# Task brief:
Each record must be reproduced exactly as it is shown.

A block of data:
:::::
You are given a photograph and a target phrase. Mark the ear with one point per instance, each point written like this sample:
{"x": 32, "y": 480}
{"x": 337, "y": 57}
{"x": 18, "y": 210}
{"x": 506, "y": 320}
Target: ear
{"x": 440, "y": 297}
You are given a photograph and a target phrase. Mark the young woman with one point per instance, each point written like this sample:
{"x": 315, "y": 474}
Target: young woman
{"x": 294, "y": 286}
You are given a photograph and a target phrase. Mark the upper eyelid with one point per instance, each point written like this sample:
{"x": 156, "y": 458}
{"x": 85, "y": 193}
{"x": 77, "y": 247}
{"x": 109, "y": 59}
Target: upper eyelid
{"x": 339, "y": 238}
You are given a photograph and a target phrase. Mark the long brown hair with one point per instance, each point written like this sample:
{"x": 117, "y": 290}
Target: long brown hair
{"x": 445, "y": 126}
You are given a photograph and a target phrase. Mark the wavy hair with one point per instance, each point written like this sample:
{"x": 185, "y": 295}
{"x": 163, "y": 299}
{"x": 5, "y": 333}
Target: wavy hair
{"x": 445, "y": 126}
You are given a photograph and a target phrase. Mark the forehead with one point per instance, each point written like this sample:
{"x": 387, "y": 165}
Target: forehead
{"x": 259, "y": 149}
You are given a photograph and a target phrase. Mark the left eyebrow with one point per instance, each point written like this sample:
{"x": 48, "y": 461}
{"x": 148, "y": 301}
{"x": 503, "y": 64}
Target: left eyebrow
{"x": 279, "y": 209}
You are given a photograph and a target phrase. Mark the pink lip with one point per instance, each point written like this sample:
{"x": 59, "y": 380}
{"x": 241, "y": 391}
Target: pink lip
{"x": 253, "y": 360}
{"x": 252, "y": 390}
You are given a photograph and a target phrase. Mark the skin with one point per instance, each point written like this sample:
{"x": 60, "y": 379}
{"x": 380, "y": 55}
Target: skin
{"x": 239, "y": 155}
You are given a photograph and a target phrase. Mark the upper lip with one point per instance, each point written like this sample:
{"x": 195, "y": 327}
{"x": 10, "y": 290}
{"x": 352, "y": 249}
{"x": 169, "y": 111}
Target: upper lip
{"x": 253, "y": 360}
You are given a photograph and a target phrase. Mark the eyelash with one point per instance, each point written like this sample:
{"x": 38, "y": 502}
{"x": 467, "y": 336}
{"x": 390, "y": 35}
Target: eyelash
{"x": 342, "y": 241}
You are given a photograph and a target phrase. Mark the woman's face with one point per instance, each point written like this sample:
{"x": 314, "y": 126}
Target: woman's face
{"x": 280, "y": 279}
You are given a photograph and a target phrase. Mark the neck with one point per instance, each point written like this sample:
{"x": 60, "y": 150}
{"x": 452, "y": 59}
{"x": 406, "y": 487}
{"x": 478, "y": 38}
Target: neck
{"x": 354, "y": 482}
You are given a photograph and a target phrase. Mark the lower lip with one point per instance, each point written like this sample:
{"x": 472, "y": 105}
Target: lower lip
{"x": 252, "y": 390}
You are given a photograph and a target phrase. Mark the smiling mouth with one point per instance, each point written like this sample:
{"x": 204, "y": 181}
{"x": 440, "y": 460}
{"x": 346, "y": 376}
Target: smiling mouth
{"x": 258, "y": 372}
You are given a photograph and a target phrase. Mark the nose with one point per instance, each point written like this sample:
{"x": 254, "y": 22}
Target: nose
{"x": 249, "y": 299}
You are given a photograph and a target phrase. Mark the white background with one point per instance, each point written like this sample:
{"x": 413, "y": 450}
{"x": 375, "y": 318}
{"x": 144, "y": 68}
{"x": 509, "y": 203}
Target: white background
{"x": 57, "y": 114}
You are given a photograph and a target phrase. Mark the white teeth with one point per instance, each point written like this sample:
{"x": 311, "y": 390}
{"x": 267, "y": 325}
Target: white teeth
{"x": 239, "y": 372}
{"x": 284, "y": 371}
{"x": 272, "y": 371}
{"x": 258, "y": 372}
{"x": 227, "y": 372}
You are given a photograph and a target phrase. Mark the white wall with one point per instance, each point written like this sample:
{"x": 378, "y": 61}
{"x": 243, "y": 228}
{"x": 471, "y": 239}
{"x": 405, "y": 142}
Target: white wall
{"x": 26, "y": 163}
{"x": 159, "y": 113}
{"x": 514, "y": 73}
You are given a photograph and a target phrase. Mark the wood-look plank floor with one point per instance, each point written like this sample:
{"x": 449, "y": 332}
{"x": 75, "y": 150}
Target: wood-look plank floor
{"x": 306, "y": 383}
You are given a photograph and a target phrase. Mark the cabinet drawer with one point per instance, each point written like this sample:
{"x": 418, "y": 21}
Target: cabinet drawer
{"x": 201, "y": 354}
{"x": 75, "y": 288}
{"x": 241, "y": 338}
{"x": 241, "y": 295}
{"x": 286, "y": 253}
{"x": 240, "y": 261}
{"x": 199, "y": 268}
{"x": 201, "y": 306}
:::::
# The result:
You are given a photograph and a target phrase. Mark the ear with one point per instance, each point written like this sample:
{"x": 32, "y": 480}
{"x": 337, "y": 57}
{"x": 18, "y": 210}
{"x": 506, "y": 320}
Target: ear
{"x": 440, "y": 297}
You are given a photograph and a target phrase. Mark the young woman with one point per instance, each point written like this sample:
{"x": 315, "y": 474}
Target: young woman
{"x": 294, "y": 286}
You are given a photograph and a target phrase. Mark the upper eyelid with one point per instance, each point written like this sample:
{"x": 156, "y": 458}
{"x": 85, "y": 193}
{"x": 77, "y": 247}
{"x": 109, "y": 59}
Target: upper eyelid
{"x": 339, "y": 238}
You are given a photograph and a target phrase. Mark the long brown hair with one point per instance, each point written like this sample:
{"x": 117, "y": 290}
Target: long brown hair
{"x": 445, "y": 126}
You are given a photograph and a target phrase. Mark the wavy hair with one point per instance, each point written like this sample:
{"x": 185, "y": 295}
{"x": 163, "y": 299}
{"x": 5, "y": 333}
Target: wavy hair
{"x": 445, "y": 126}
You are given a photograph and a target phrase. Mark the forehead with one point per instance, each point written like this sample:
{"x": 387, "y": 165}
Target: forehead
{"x": 259, "y": 149}
You are given a photograph and a target phrase. Mark the left eyebrow with one point per instance, each point written like this sample:
{"x": 48, "y": 461}
{"x": 148, "y": 301}
{"x": 503, "y": 64}
Target: left eyebrow
{"x": 279, "y": 209}
You are given a photograph and a target phrase. Mark the pink lip with one point per instance, each point written like this sample:
{"x": 59, "y": 380}
{"x": 241, "y": 391}
Target: pink lip
{"x": 253, "y": 360}
{"x": 252, "y": 390}
You are given a photograph and a target phrase. Mark the skin with one point per instance, each point written like this sample:
{"x": 60, "y": 379}
{"x": 380, "y": 55}
Target: skin
{"x": 239, "y": 155}
You are given a photograph and a target phrase. Mark the upper lip with one point per instance, each point written like this sample:
{"x": 195, "y": 327}
{"x": 10, "y": 290}
{"x": 352, "y": 249}
{"x": 169, "y": 111}
Target: upper lip
{"x": 253, "y": 360}
You are given a photograph and a target phrase. Mark the eyelash with one point per instance, each point written like this sample:
{"x": 38, "y": 502}
{"x": 467, "y": 336}
{"x": 390, "y": 35}
Target: eyelash
{"x": 342, "y": 241}
You are given a photograph and a target phrase. Mark the woman's face with one point per instance, each point written like this sample:
{"x": 314, "y": 126}
Target: woman's face
{"x": 280, "y": 279}
You are given a photograph and a target phrase. Mark the neck with one point per instance, each point written like this sample:
{"x": 60, "y": 150}
{"x": 452, "y": 59}
{"x": 406, "y": 487}
{"x": 478, "y": 38}
Target: neck
{"x": 354, "y": 482}
You are given a photograph and a target phrase. Mark the lower lip with one point per instance, each point written like this sample:
{"x": 472, "y": 105}
Target: lower lip
{"x": 252, "y": 390}
You are given a photograph and a target phrase. Mark the smiling mouth with one point per instance, each point written like this sample:
{"x": 204, "y": 181}
{"x": 440, "y": 460}
{"x": 346, "y": 376}
Target: smiling mouth
{"x": 258, "y": 372}
You are given a photograph and a target phrase. Mark the nose with one point per instance, each point written like this sample:
{"x": 254, "y": 22}
Target: nose
{"x": 249, "y": 299}
You are given a photograph and a target phrase. Mark the white background with one point per instance, each point written like this sample:
{"x": 413, "y": 450}
{"x": 375, "y": 318}
{"x": 144, "y": 68}
{"x": 509, "y": 203}
Target: white background
{"x": 57, "y": 114}
You are given a photograph and a target phrase. Mark the white teeth with one point per instance, each point written like this sample:
{"x": 311, "y": 390}
{"x": 267, "y": 325}
Target: white teeth
{"x": 239, "y": 372}
{"x": 284, "y": 371}
{"x": 272, "y": 371}
{"x": 258, "y": 372}
{"x": 227, "y": 372}
You are given a photograph and a target phrase. Mark the white wall with one point per instance, each point written like this sample:
{"x": 378, "y": 61}
{"x": 243, "y": 228}
{"x": 471, "y": 239}
{"x": 405, "y": 142}
Target: white wall
{"x": 26, "y": 163}
{"x": 159, "y": 113}
{"x": 514, "y": 73}
You are given a photograph and a target phrase. Mark the wood-look plank floor with one point per instance, each point written like this sample:
{"x": 449, "y": 332}
{"x": 75, "y": 150}
Target: wood-look plank floor
{"x": 306, "y": 383}
You are given a photograph and a target phrase. Mark the cabinet drawer with one point per instance, each point written like this sample:
{"x": 418, "y": 21}
Target: cabinet drawer
{"x": 201, "y": 354}
{"x": 75, "y": 288}
{"x": 241, "y": 338}
{"x": 241, "y": 295}
{"x": 286, "y": 253}
{"x": 240, "y": 261}
{"x": 199, "y": 268}
{"x": 201, "y": 306}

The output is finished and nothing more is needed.